== BLOQUE DE TEXTO ==

En los pasados días, la Cámara de Diputados aprobó un impuesto extra de 8% para todos los videojuegos que contengan materia violenta, y yo tengo muchas preguntas.
Ninguna de ellas es: “¿Por qué?”; me queda claro el tamaño de esa industria y que, a pesar de la desmedida piratería, la cifra recaudada será muy significativa a partir de 2026.
Mi primera pregunta tiene que ver con el término “violencia” en un contexto de juego digital. Desde los tiempos de Donkey Kong recuerdo esa ansiedad por no dejar que un barril encendido me aplastara. Claro que la evolución de estos juegos ha cambiado de manera exponencial y los cuestionamientos morales sobre la diversión de matar al prójimo —ya sea jugador real o combatiente digital— siempre han estado sobre la mesa.
Pero no puedo dejar de preguntarme de qué manera cobrar un impuesto extra por ello vaya a ayudar a alguien (más allá de la re-
caudación, obviamente). ¿Dejará de ser consumido por ese 8%? Claro que no. ¿Ganará un tanto más el comercio informal por el aumento? Sí, sin la menor duda. ¿Alguien dirá: “Está mal atropellar personajes digitales para ganar más puntos”? Nadie. Ese impuesto no cambiará nada si lo que se considera es que los videojuegos son nocivos.

===
== MATERIAL RECOPILADO ==

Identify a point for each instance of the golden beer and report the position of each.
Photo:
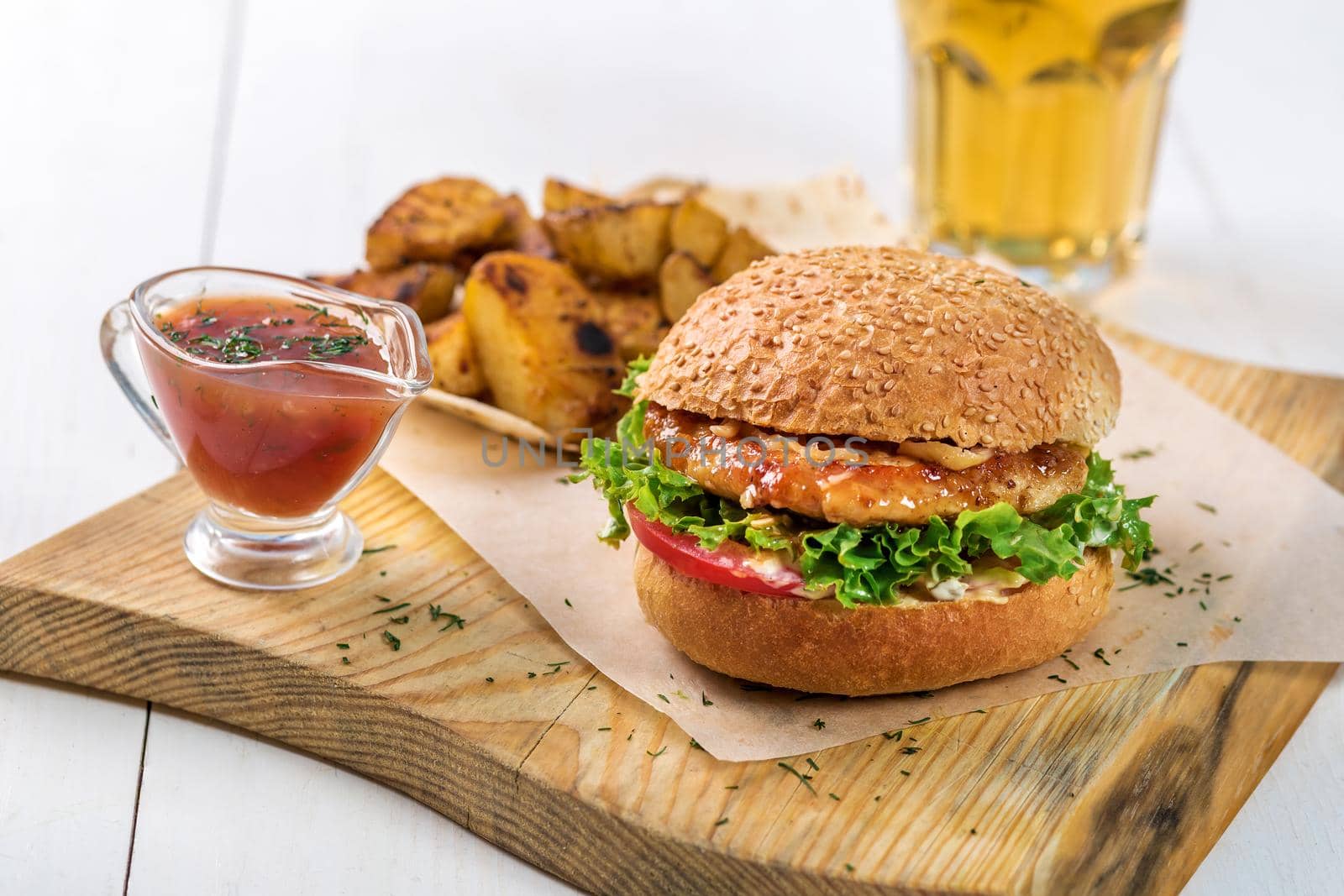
(1034, 128)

===

TAREAS PROPUESTAS:
1 > Responde con datos del texto sobre el impuesto a los videojuegos violentos:
(a) ¿Qué porcentaje de impuesto extra aprobó la Cámara de Diputados?
(b) ¿A partir de qué año será muy significativa la cifra recaudada?
(c) ¿Qué juego se menciona junto al barril encendido?
2 > Prosigue el texto sobre el impuesto a los videojuegos violentos a partir de su última oración.

RESPUESTAS:
1 >
(a) 8%.
(b) 2026.
(c) Donkey Kong.

2 >
Entonces vámonos al meollo de la discusión. ¿Hay pruebas de que estos juegos causan violencia en la vida real? Discutidísimo, pero prácticamente nula. Aun asumiendo que ese fuera el caso, ¿cómo funcionarían las intenciones de contrarrestar este supuesto daño? Digo todo esto a sabiendas de que hay millones de jugadores que están completamente en paz ejerciendo su vida gamer en casa, mientras la verdadera violencia sigue rampante por gran parte del país.
Insisto: tengo más preguntas que respuestas, pero creo que la principal sería: ¿exactamente a quién estarían ayudando con esto y cómo piensan hacerlo?
Escucho.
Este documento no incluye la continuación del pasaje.